* Begin Text excerpt *

Okay Melissa, that explains where the confusion is coming from. So, If I were you, and you were going to use someone occassionaly who is not required to have a license in the state of CA, then I would check with your insurance agent on how that works for your company. You may not be able to. If you use someone like that - and it's under 600.00 - classify it has "incidental labor" . Example - My contractor has a truck load of lumber to unload onto his barge, and then has to carry all of it from dock, up the island. He gets the local drunk that hangs out on the dock, who is sober at 9:00am to help, and throws him 100.00. That's incidental labor.


----------



## dougchips (Apr 23, 2006)

So long as he does not use the same drunk 7 times in a year.


----------



## R&S Exteriors (Aug 4, 2006)

Melissa said:


> I guess the term "Independent Contractor" is confusing, since it has different meanings in different states. I'll try to explain what I mean.
> 
> Around here a sub-contractor carry's a license, and an independent contractor doesn't. There either isn't such a license available, like for odd lines of work, or it's not needed, like for handyman work.
> 
> ...


Don't know anything about how California classifies I/C vs Subs. Sorry.

Just remember that the IRA classifies anyone who does work for your company that is not an employee as an Independent Contractor.

SO you would not only have to comply with your states requirements on both, but you would also have to take into consideration the IRS rules on how they would classify someone. (employee vs I/C)


----------



## Melissa (Feb 23, 2006)

* End Text excerpt *
* Begin Material provided *

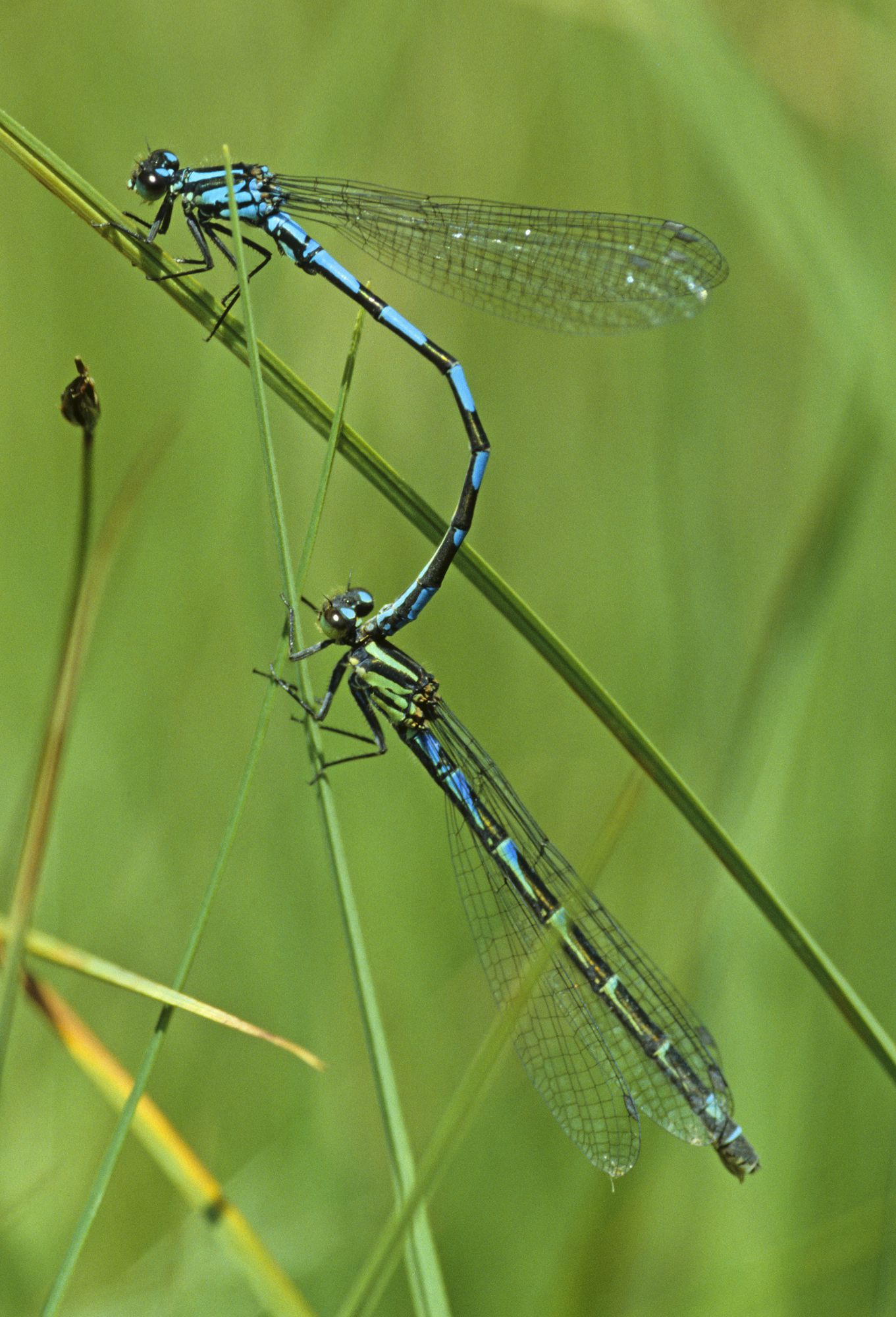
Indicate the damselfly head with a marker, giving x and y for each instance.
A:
(339, 617)
(152, 177)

* End Material provided *

▶ [Exercise requirements]: In the forum thread about independent contractors, below what amount does the first post say to classify occasional unlicensed help as "incidental labor"?

▶ [Response to the task]: Under 600.00.